_Extract to read_:
──────
Note: Politicians are coded as ‘recently elected’ if the most recent election (in November 2013, 1 year before our data collection) was the first election where they were elected and ‘experienced’ if they were elected before the 2013 election. The dependent variable measures whether respondents identify the supplier with the highest satisfaction rate as being the one that performs the best.
†p < 0.1, *p < 0.05, **p < 0.01, ***p < 0.001; two-sided significance tests.
To cast further light on the reasoning strategies of our respondents, we coded the qualitative content of the written justifications (for the coding scheme and analyses, see Supplementary Material S6). The results of our qualitative content analyses provide additional evidence of our results being driven by experienced politicians having learned strategies to confront attitude-uncongenial information as an expert motivated reasoner. Thus, whereas the qualitative content of the justifications provided by non-politicians and recently elected politicians was more or less unaffected by the attitude-congeniality of the experiments’ information, experienced politicians more often adapted their arguments depending on the information at hand. Specifically, as reported in the supplementary material's Tables S6ca and S6cb, the experienced politicians tended to base their justifications on the tables’ data (i.e., they referred to parent satisfaction) when this was attitude-congenial. However, Table S6ce shows that when the data were uncongenial, the experienced politicians more often based their justifications on specific conditions of local government (this could be equity considerations, expectations regarding the education of staff, etc.). Because these are explorative analyses of data, which were not collected for the purpose of testing the effects of roles, caution is needed when evaluating the results. However, the results are consistent with the idea that, over time, through their job, politicians learn how to defend their attitudes and beliefs ‘like a politician’ when faced with attitude-uncongenial information.
──────
_Task objective_:
In the excerpt on politicians' reasoning, what did experienced politicians more often base their justifications on when the data were uncongenial? Nothing in the records is needed here.
──────
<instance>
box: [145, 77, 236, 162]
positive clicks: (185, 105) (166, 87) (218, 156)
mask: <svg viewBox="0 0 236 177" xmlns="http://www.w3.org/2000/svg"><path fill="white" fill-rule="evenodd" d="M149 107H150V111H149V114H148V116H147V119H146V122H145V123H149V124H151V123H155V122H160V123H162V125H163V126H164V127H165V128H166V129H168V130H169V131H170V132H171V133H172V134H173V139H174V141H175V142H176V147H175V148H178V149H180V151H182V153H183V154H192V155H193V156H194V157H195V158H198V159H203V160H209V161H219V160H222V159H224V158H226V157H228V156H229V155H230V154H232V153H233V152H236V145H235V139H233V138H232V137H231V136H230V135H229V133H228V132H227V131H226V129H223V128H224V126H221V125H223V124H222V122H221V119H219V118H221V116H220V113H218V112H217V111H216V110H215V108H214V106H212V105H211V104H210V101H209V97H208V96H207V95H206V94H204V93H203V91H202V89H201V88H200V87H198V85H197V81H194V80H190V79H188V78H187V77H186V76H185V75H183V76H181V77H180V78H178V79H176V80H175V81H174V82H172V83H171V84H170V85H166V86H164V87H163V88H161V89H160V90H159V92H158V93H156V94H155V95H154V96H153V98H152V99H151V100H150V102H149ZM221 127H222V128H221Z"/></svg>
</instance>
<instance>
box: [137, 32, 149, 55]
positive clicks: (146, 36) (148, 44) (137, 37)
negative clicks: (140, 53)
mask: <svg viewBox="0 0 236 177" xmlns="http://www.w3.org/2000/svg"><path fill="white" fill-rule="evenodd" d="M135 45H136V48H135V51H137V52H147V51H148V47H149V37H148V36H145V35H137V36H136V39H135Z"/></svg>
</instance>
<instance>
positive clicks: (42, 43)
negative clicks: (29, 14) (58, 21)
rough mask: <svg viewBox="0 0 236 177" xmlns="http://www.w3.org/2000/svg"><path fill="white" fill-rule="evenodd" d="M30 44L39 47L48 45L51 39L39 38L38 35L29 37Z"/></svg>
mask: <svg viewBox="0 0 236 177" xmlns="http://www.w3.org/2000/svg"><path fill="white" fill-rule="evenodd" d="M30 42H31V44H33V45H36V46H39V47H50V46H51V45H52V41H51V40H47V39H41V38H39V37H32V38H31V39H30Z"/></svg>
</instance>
──────
_Result of the exercise_:
Specific conditions of local government.